▶ **Extracted records**
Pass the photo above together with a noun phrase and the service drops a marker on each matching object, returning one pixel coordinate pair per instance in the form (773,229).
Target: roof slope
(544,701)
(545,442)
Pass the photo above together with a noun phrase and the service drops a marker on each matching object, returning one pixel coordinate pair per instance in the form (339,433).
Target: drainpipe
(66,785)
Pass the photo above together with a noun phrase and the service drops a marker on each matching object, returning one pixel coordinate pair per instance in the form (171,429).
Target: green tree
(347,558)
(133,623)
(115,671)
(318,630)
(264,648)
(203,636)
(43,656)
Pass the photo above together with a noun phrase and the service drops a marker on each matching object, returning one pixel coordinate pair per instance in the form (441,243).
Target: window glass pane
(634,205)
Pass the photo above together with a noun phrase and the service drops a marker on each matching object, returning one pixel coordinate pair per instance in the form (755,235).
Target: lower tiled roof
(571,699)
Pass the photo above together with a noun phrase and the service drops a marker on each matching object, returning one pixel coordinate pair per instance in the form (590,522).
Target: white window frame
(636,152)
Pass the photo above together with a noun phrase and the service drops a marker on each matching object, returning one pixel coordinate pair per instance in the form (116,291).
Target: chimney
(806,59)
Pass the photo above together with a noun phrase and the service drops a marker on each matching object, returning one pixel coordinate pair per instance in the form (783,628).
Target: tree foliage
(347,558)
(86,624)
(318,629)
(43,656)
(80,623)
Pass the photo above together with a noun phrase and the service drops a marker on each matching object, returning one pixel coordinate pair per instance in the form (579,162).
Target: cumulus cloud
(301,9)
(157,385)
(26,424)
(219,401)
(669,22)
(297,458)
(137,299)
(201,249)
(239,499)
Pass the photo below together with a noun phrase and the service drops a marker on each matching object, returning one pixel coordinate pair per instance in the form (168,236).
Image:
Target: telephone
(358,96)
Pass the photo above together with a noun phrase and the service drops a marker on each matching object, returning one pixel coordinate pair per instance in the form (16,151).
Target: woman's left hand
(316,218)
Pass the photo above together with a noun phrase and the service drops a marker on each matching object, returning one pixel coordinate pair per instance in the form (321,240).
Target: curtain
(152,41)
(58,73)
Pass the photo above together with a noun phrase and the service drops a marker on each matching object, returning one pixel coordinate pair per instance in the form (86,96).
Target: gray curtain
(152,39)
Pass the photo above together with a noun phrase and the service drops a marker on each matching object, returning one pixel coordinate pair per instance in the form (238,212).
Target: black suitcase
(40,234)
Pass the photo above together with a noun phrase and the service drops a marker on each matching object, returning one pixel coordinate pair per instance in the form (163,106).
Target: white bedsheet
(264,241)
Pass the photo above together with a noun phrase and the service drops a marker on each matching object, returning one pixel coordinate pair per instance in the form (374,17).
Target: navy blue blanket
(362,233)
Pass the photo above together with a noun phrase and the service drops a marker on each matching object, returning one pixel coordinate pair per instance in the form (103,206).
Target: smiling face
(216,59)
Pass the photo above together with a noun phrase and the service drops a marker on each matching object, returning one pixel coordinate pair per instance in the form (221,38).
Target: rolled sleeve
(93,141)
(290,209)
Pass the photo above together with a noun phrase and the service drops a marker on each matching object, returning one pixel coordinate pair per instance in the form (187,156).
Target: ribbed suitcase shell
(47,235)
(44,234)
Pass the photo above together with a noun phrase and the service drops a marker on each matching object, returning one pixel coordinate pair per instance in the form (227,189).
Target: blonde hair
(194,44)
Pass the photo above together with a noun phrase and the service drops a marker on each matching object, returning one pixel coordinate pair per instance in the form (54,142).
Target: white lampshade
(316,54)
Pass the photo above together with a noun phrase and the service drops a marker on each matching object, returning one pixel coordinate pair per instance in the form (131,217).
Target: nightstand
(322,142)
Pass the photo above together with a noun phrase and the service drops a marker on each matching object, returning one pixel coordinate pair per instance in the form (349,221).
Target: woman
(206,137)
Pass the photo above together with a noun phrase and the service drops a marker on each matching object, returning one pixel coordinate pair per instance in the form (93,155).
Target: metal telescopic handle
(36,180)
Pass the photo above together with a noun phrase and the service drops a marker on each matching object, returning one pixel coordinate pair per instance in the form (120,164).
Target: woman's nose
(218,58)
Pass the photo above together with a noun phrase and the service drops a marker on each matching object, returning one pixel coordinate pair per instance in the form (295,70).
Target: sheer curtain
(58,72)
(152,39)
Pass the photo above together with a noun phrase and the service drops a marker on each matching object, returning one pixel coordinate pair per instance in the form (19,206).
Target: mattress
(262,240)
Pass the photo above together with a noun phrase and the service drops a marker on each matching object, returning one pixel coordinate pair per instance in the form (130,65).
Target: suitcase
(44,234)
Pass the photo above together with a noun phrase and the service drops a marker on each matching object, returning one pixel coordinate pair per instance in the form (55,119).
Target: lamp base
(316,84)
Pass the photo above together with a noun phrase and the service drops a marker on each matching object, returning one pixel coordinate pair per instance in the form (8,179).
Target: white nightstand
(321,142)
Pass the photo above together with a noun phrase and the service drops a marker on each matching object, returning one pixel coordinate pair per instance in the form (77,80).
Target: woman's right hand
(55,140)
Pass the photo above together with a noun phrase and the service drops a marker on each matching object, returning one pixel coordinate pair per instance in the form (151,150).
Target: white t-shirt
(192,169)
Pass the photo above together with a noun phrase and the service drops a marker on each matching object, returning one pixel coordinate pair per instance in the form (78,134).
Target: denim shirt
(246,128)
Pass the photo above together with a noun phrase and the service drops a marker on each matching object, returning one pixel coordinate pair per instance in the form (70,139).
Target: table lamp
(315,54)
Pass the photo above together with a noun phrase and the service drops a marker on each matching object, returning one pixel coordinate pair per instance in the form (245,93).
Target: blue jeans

▶ **WHAT IS NEEDED**
Rewrite the items from the line containing "the form (77,80)." through the end of the items, changing "Target" to "Object" and leaving everything else the same.

▶ **ANSWER IN FULL**
Pass the photo above together with a noun phrase and the service drops a marker on each matching object, returning one pixel coordinate pair per instance in the form (77,80).
Object: woman's right hand
(55,140)
Pass the photo above together with a noun phrase and the service drops a marker on each matching object, returning one pixel coordinate pair per instance in the form (151,150).
Object: white t-shirt
(192,169)
Pass the photo above together with a noun phrase and the service drops a marker on each matching object, returning one pixel coordinate pair per instance in the form (78,134).
Object: denim shirt
(246,128)
Pass the photo above together with a noun phrase and the service drops a marker on each matching object, returning one pixel coordinate pair per instance in the form (70,139).
Object: table lamp
(315,54)
Pass the photo above together with a noun phrase and the service drops a marker on each matching object, returning one pixel coordinate pair per instance in the form (245,93).
Object: blue jeans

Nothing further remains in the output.